*** Opening Page extract ***

In a morning meeting, the nine-member panel of doctors and public health professionals said that though the regulation had been challenged by some Orthodox Jewish religious authorities as an unconstitutional infringement of their religious freedom, the risk of disease from the ancient procedure was serious enough to warrant action.
Indeed, some panel members said they believed that requiring consent did not go far enough. “It’s crazy that we allow this to go on,” said Dr. Joel A. Forman, a professor of pediatrics at Mount Sinai School of Medicine.
Infectious disease experts widely agree that the oral contact, known in Hebrew as metzitzah b’peh, creates a risk of transmission of herpes that can be deadly to infants, because of their underdeveloped immune systems. Between 2004 and 2011, the city learned of 11 herpes infections it said were most likely caused by the practice. Two of those babies died; at least two others suffered brain damage.
While most ritual circumcisers, known as mohelim, no longer use oral contact to pull blood away from the circumcision incision — they use gauze or sterile glass pipettes instead — the practice has been strongly defended by ultra-Orthodox Jewish rabbis who believe the practice is both safe and faithful to Talmudic codes. More than 200 ultra-Orthodox rabbis have ordered their adherents not to comply with the regulation.

*** Closing Page extract ***

_Questions to answer_:
1. Restate the passage about the circumcision regulation between "Infectious disease experts" and "with the regulation.", inclusive, changing "pipettes" to "droppers".
2. List every number written in numerals in the passage about the circumcision regulation.

*** Opening Records shown ***

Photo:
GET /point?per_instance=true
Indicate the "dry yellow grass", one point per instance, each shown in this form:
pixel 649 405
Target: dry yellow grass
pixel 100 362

*** Closing Records shown ***
*** Opening Records shown ***

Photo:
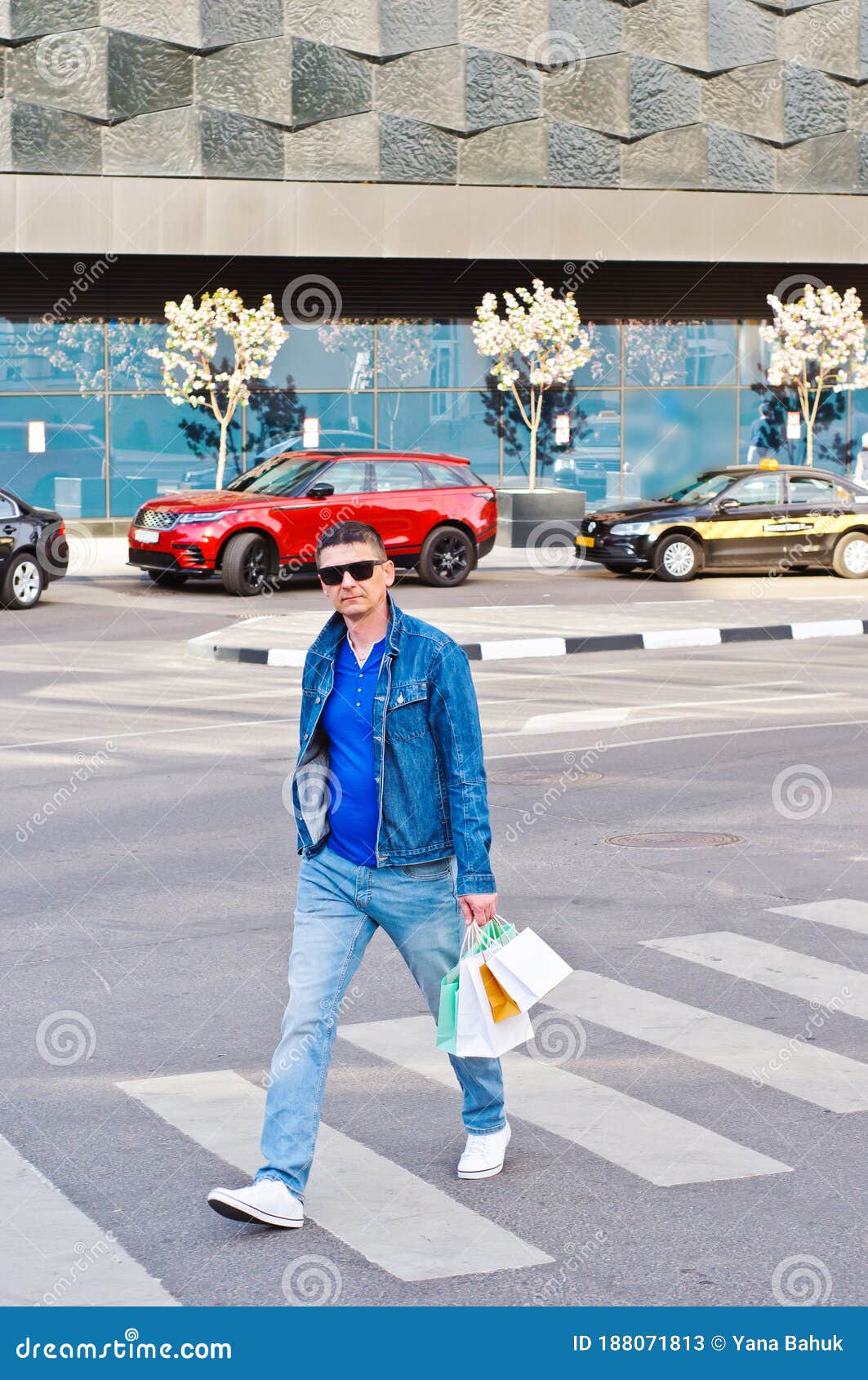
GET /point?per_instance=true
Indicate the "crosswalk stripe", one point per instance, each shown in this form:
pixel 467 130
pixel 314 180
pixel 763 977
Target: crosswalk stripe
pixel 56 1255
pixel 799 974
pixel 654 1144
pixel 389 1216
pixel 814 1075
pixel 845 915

*** Closing Records shown ***

_Responses per task_:
1.
Infectious disease experts widely agree that the oral contact, known in Hebrew as metzitzah b’peh, creates a risk of transmission of herpes that can be deadly to infants, because of their underdeveloped immune systems. Between 2004 and 2011, the city learned of 11 herpes infections it said were most likely caused by the practice. Two of those babies died; at least two others suffered brain damage.
While most ritual circumcisers, known as mohelim, no longer use oral contact to pull blood away from the circumcision incision — they use gauze or sterile glass droppers instead — the practice has been strongly defended by ultra-Orthodox Jewish rabbis who believe the practice is both safe and faithful to Talmudic codes. More than 200 ultra-Orthodox rabbis have ordered their adherents not to comply with the regulation.

2. 2004, 2011, 11, 200